WHAT YOU WILL DO: Rewrite the lines below as a JSON list of strings, one string per line, leaving out any blank lines.

◇ ◇ ◇

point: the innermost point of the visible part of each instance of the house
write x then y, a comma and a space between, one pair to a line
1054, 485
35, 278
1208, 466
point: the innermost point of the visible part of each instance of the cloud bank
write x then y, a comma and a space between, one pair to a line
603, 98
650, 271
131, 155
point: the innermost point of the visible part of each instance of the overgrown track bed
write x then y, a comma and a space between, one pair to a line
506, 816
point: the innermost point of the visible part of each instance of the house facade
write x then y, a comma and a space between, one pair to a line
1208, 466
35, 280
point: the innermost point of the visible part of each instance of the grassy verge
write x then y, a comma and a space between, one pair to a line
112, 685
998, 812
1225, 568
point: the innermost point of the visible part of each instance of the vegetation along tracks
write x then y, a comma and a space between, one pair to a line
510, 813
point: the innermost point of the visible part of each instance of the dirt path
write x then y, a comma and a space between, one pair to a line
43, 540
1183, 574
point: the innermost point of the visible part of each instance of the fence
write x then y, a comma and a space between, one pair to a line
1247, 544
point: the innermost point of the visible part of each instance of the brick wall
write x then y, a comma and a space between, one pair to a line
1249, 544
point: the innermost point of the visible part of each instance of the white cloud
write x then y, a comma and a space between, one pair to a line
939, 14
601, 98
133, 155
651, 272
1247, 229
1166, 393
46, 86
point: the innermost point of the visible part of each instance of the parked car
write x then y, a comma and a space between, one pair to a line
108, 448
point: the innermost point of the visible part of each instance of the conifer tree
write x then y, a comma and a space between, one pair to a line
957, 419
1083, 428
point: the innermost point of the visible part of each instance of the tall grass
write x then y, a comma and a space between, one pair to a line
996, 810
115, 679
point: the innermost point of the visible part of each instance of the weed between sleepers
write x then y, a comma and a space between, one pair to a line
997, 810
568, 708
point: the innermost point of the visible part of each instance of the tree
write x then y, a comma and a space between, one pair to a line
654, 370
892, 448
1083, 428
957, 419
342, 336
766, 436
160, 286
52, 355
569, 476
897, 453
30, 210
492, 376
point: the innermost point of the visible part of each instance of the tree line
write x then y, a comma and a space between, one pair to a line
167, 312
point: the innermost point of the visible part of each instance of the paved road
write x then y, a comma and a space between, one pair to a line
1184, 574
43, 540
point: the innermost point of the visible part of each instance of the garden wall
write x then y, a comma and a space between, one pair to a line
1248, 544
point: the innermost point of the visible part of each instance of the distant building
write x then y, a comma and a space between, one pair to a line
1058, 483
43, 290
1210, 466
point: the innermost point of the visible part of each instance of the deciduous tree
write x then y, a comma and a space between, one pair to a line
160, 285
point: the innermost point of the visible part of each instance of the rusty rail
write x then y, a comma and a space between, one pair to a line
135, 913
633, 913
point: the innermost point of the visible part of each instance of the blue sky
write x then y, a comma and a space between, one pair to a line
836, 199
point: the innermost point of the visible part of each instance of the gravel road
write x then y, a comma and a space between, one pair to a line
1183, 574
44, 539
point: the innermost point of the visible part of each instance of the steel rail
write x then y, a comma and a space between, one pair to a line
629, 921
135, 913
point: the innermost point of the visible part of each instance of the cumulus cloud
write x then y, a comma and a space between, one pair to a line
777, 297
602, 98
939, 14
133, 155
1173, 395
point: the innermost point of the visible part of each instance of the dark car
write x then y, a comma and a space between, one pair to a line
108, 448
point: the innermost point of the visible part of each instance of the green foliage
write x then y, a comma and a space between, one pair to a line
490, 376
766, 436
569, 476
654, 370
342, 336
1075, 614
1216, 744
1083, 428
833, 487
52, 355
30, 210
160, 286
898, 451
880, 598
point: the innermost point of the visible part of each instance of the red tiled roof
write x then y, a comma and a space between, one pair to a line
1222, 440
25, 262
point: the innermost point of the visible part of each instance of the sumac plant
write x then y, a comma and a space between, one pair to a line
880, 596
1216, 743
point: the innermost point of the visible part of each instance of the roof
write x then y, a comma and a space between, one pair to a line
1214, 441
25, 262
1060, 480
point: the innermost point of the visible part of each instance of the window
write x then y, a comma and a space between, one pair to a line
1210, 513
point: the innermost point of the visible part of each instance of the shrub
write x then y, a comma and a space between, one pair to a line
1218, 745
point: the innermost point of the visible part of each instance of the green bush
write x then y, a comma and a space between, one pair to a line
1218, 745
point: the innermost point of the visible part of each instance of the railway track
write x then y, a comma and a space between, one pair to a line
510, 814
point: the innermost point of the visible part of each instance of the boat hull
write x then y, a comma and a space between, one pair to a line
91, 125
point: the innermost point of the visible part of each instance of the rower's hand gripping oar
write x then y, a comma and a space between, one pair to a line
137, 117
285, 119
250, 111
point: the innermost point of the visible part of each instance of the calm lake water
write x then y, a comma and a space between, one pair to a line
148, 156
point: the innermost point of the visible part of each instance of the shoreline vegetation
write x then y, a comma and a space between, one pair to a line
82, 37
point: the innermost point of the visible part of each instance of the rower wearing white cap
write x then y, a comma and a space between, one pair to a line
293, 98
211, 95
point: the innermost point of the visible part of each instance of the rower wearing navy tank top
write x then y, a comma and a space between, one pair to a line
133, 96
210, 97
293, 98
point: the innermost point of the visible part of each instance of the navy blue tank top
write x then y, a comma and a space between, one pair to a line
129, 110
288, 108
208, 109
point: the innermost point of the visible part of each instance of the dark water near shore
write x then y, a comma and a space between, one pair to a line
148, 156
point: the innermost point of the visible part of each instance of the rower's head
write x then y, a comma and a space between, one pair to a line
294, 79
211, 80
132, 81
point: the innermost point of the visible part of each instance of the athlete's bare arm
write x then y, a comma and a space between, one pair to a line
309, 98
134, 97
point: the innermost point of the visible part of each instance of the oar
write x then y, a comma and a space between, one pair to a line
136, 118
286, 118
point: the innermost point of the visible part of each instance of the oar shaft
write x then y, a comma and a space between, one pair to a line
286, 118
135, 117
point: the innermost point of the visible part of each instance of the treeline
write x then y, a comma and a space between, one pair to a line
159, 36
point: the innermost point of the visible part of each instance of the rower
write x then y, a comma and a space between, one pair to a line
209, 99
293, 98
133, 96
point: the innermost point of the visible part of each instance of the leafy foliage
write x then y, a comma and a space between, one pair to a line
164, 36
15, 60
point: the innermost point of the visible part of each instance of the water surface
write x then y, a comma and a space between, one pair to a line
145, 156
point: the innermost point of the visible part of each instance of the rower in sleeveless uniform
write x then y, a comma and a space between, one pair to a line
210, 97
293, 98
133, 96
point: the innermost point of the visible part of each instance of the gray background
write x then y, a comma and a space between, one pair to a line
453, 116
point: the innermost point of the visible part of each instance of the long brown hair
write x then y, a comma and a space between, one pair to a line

◇ ◇ ◇

EXPECTED ANSWER:
[
  "point: the innermost point of the visible part of each instance of the house",
  "write x then y, a comma and a space between, one pair to a line",
  "1054, 485",
  "35, 278",
  "1208, 466",
  "point: the innermost point of the visible part of each instance of the cloud bank",
  "write x then y, a comma and a space between, one pair to a line",
  "603, 98",
  "650, 271",
  "131, 155",
  "point: the innermost point of the visible part of each instance of the overgrown track bed",
  "write x then y, a comma and a space between, one pair to a line",
  "506, 816",
  "point: the innermost point of the visible part of each instance of the house facade",
  "write x then y, a comma and a space between, one pair to a line",
  "1208, 466",
  "35, 280",
  "point: the innermost point of the visible part of each instance of the grassy verge",
  "write x then y, a comma and a space between, one pair to a line",
  "112, 685",
  "998, 812",
  "1225, 568",
  "point: the innermost point of the visible part of each instance of the vegetation along tracks",
  "write x then y, a comma and a space between, one pair to a line",
  "510, 813",
  "point: the innermost point of the visible part of each instance of the dirt path",
  "write x then y, a comma and a space between, one pair to a line",
  "43, 540",
  "1183, 574",
  "point: the innermost point of the visible part of each instance of the fence",
  "write x then y, a comma and a space between, one pair to a line",
  "1247, 544",
  "point: the innermost point of the visible part of each instance of the brick wall",
  "write x then y, a comma and a space between, one pair to a line",
  "1249, 544",
  "point: the innermost point of the visible part of each instance of the white cloud",
  "write x then y, a comma and a space between, one pair to a line",
  "939, 14",
  "601, 98",
  "133, 155",
  "651, 272",
  "1247, 229",
  "1166, 393",
  "46, 86",
  "point: the innermost point of the visible part of each instance of the parked car",
  "write x then y, a comma and a space between, one pair to a line",
  "108, 448",
  "point: the innermost point of the visible part of each instance of the conifer tree",
  "write x then y, a comma and a space between, one pair to a line",
  "957, 419",
  "1083, 428",
  "point: the innermost point of the visible part of each instance of the tall grass",
  "write x then y, a comma and a space between, one pair to a line",
  "996, 810",
  "115, 679",
  "point: the innermost point of the visible part of each instance of the weed between sleepers",
  "write x then y, a comma and a space between, one pair to a line",
  "997, 810",
  "568, 708",
  "point: the innermost point of the visible part of each instance of the tree",
  "write x then y, a comma and a space between, one pair to a line",
  "654, 370",
  "892, 448",
  "1083, 428",
  "957, 419",
  "342, 336",
  "766, 436",
  "160, 286",
  "52, 355",
  "569, 476",
  "897, 453",
  "30, 210",
  "492, 376",
  "point: the innermost point of the visible part of each instance of the tree line",
  "write x then y, a comma and a space between, one pair to a line",
  "167, 312",
  "point: the innermost point of the visible part of each instance of the paved road",
  "write x then y, a comma and a space between, one pair to a line",
  "1184, 574",
  "43, 540",
  "point: the innermost point of the visible part of each instance of the garden wall",
  "write x then y, a comma and a space between, one pair to a line",
  "1248, 544",
  "point: the innermost point of the visible part of each instance of the distant building",
  "write x then y, a comma and a space between, one pair to a line",
  "1058, 483",
  "43, 290",
  "1210, 466",
  "point: the innermost point of the visible part of each instance of the deciduous tree",
  "write x then y, a comma and a space between, one pair to a line",
  "160, 285",
  "point: the innermost point of the visible part of each instance of the rusty rail",
  "write x then y, a comma and a space between, one pair to a line",
  "135, 913",
  "633, 913",
  "point: the innermost point of the visible part of each instance of the blue sky",
  "write x then y, a comma and a space between, one pair to a line",
  "836, 199",
  "point: the innermost point of the visible part of each instance of the gravel road",
  "write x then y, a comma and a space between, one pair to a line",
  "1183, 574",
  "44, 539",
  "point: the innermost point of the visible part of each instance of the steel rail",
  "write x then y, a comma and a space between, one pair to a line",
  "629, 921",
  "135, 913",
  "point: the innermost point of the visible part of each instance of the cumulus cloud",
  "write x then y, a comma and a space between, one pair to a line",
  "777, 297",
  "602, 98",
  "939, 14",
  "133, 155",
  "1173, 395",
  "point: the innermost point of the visible part of each instance of the dark car",
  "write x then y, a comma and a space between, one pair to a line",
  "108, 448",
  "point: the innermost point of the visible part of each instance of the green foliage",
  "write x then y, a comma and a space between, one pair to a line",
  "490, 376",
  "766, 436",
  "569, 476",
  "654, 370",
  "342, 336",
  "1075, 614",
  "1216, 744",
  "1083, 428",
  "833, 487",
  "52, 355",
  "30, 210",
  "160, 286",
  "898, 451",
  "880, 598",
  "point: the innermost point of the visible part of each instance of the red tiled roof",
  "write x then y, a comma and a space between, one pair to a line",
  "1222, 440",
  "25, 262",
  "point: the innermost point of the visible part of each instance of the sumac plant",
  "write x then y, a comma and a space between, one pair to a line",
  "880, 596",
  "1216, 743",
  "point: the innermost point of the visible part of each instance of the roof",
  "write x then y, a comma and a space between, one pair to a line",
  "1214, 441",
  "25, 262",
  "1060, 480",
  "point: the innermost point of the visible part of each instance of the window",
  "write x then y, a comma and a space between, one pair to a line",
  "1210, 513",
  "point: the innermost point of the visible part of each instance of the shrub",
  "write x then y, a comma and a space between, one pair to a line",
  "1218, 745",
  "point: the innermost point of the visible part of each instance of the green bush",
  "write x then y, a comma and a space between, one pair to a line",
  "1218, 745",
  "point: the innermost point of the visible part of each instance of the railway track",
  "write x then y, a comma and a space between, one pair to a line",
  "510, 814",
  "point: the innermost point of the visible part of each instance of the boat hull",
  "write x then y, a comma and a space between, one pair to a line",
  "91, 125",
  "point: the innermost point of the visible part of each instance of the rower's hand gripping oar",
  "write x then y, a comma and a space between, one pair to a line",
  "137, 117",
  "285, 119",
  "250, 111",
  "point: the innermost point of the visible part of each instance of the calm lake water",
  "write x then y, a comma and a space between, one pair to a line",
  "148, 156",
  "point: the innermost point of the visible part of each instance of the shoreline vegetation",
  "write x then y, a comma and a space between, one pair to a line",
  "82, 37",
  "point: the innermost point of the visible part of each instance of the rower wearing white cap",
  "write x then y, a comma and a space between, one pair to a line",
  "293, 98",
  "211, 95",
  "point: the innermost point of the visible part of each instance of the rower wearing navy tank top",
  "write x then y, a comma and a space between, one pair to a line",
  "133, 96",
  "210, 97",
  "293, 98",
  "point: the innermost point of the visible part of each instance of the navy blue tank top",
  "write x then y, a comma and a space between, one pair to a line",
  "129, 110",
  "288, 108",
  "208, 109",
  "point: the innermost point of the visible part of each instance of the dark water near shore",
  "write x then y, a comma and a space between, one pair to a line",
  "148, 156",
  "point: the innermost point of the visible part of each instance of the rower's head",
  "write x then y, a comma and a space between, one pair to a line",
  "294, 79",
  "211, 80",
  "132, 81",
  "point: the innermost point of the visible part of each instance of the athlete's bare arm",
  "write x then y, a comma and a space between, one pair to a line",
  "309, 98",
  "134, 97",
  "point: the innermost point of the visible part of each instance of the oar",
  "write x then y, a comma and a space between, one pair to a line",
  "136, 118",
  "286, 118",
  "point: the innermost point of the visible part of each instance of the oar shaft",
  "write x then y, a comma and a space between, one pair to a line",
  "286, 118",
  "135, 117",
  "point: the innermost point of the visible part of each instance of the treeline",
  "write x then y, a comma and a space between, one pair to a line",
  "159, 36",
  "point: the innermost point of the visible part of each instance of the rower",
  "write x then y, a comma and a space between, one pair to a line",
  "209, 99",
  "293, 98",
  "133, 96",
  "point: the innermost point of the visible part of each instance of the leafy foliage",
  "write x then y, a comma and a space between, one pair to a line",
  "164, 36",
  "15, 60",
  "point: the innermost point of the visible part of each instance of the water surface",
  "write x then y, a comma and a space between, one pair to a line",
  "145, 156",
  "point: the innermost point of the visible part of each instance of the rower in sleeveless uniform",
  "write x then y, a comma and a space between, one pair to a line",
  "210, 97",
  "293, 98",
  "133, 96",
  "point: the innermost point of the visible part of each instance of the gray background",
  "write x then y, a comma and a space between, one pair to a line",
  "453, 116",
  "point: the innermost point of the visible part of each instance of the long brown hair",
  "write x then y, a comma and a space between, one pair to a line"
]